-------- Data supplied
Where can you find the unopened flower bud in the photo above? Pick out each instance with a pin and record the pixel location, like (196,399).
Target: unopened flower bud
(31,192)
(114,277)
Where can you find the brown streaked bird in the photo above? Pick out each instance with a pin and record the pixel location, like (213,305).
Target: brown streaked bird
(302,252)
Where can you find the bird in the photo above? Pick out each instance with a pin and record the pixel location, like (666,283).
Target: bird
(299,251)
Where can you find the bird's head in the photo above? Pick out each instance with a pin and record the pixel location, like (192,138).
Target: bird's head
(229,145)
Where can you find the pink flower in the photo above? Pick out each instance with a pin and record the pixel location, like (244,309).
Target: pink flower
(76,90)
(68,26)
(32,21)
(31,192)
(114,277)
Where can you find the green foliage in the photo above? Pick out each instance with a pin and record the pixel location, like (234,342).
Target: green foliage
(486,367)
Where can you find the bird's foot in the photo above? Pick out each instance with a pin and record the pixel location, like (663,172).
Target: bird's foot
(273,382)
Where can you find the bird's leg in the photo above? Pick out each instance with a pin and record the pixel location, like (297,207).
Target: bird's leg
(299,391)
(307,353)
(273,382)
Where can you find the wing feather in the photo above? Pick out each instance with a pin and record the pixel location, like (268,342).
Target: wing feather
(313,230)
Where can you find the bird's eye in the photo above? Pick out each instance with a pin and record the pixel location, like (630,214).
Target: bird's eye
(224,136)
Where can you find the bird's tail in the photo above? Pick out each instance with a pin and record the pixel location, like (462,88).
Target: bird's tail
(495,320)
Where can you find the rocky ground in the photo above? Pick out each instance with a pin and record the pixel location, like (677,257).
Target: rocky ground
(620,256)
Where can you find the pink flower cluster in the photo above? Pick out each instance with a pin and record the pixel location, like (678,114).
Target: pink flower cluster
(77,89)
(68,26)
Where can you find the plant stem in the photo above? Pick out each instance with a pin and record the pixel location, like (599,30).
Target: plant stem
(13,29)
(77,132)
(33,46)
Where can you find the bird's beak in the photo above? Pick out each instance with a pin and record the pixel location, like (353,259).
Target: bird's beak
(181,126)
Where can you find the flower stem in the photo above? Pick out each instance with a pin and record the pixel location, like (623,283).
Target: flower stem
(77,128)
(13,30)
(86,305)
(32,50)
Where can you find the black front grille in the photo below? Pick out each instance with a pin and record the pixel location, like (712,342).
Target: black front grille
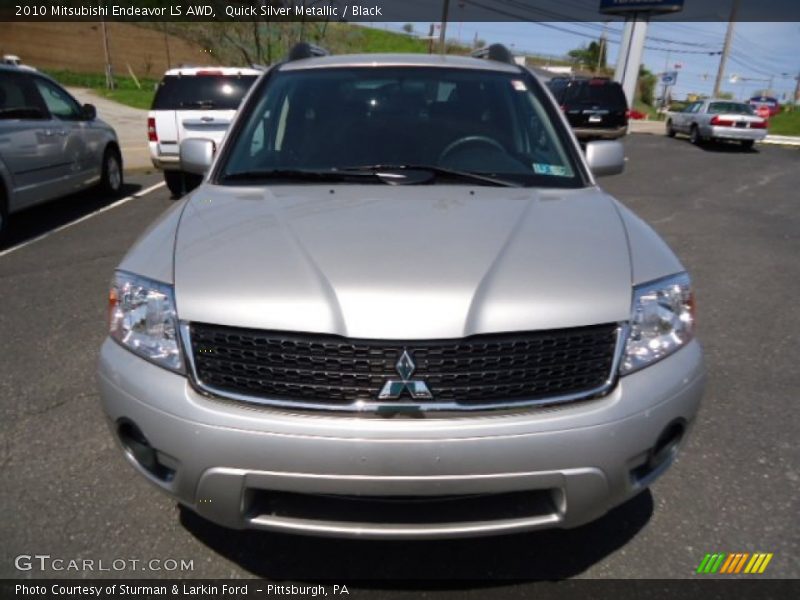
(337,371)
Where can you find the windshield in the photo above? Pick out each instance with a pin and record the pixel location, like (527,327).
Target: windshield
(736,108)
(596,92)
(221,92)
(461,121)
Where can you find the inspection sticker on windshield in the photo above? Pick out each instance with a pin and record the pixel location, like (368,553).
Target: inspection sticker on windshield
(543,169)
----------------
→ **Written instruction**: Copy all of the records above line for line, pins included, and leave the pictures out.

→ **Output below**:
Where can you find the unopened flower bud in the photo above? Pick out each instance with a pin and record the pixel location, like (196,399).
Target: unopened flower bud
(31,192)
(114,277)
Where can you find the brown streaked bird in the photo above? Pick out each instance with a pin and record the pixel location, like (213,305).
Target: brown streaked bird
(302,252)
Where can you find the bird in the photo above? Pick out each instance with a pin and record the pixel location, like (666,283).
Target: bird
(299,251)
Where can you find the bird's head in the photo above? Pick out each instance with a pin and record the pixel location, like (192,138).
Target: bird's head
(229,145)
Where can you find the pink flower in the photo above? Pick out each instance with a pin and record the pixel location, like (244,309).
Target: pink flower
(76,90)
(68,26)
(32,21)
(31,192)
(114,277)
Where can you find the green foliage in the photo above? Pick out each instance with a pin and record the pixel location, like (234,342).
Target: green foliage
(486,367)
Where can you find the bird's foot in the photo above? Pick out each instance with a pin and record the pixel location, like (663,172).
Target: bird's foot
(273,382)
Where can you find the bird's leg in the photo above? Pick out each instance with a pin and record the pixel location, like (297,207).
Target: bird's leg
(299,391)
(307,353)
(273,382)
Where can you find the wing feather in the photo above? Pick out each instance with a pin and record the pixel location, like (268,342).
Target: wing feather
(313,230)
Where can you find the bird's eye in the photo above? Pick out each instance with a pin and record the pixel location, like (630,214).
Target: bird's eye
(224,136)
Where can you find the bird's tail in the photo above? Pick out each instance with a pin and record the pixel location, like (462,88).
Target: bird's tail
(495,320)
Where can you find the rocky ground in the photo above? Pick out each instance with a pin and record the pixel location, like (677,257).
Target: rocky ground
(620,256)
Where can you find the pink flower cluster in the photo above? Pick out each instance with a pin and record the pixel location, like (678,114).
Target: pink flower cluster
(77,89)
(68,26)
Where can you find the plant stem in the photo above? Pick out each instance with a pin and record the pixel location, like (599,30).
Target: plant stem
(13,29)
(77,132)
(33,46)
Where can you find the bird's beak in the photo above? Pick out each instance with a pin and record the pixel location, like (353,259).
Target: bird's beak
(181,126)
Where can you find the flower stem in the photo above? Pick out each instance with a pin and record the pixel location, like (623,283).
Target: flower stem
(77,128)
(13,30)
(86,305)
(32,50)
Where can you find the black front grille in the photo below? Pick out each instance with a pin and record the pixel location, like (712,342).
Target: black front grille
(337,371)
Where can you find the windshield in the photo above? Pick out each instance with a pin and record the pixel location, like (527,327).
Target: windshield
(736,108)
(596,92)
(221,92)
(461,121)
Where can you find the inspection sticker on windshield in the photo above? Pick out each instance with a pin and record the pixel location, like (368,553).
Target: inspection sticker on windshield
(543,169)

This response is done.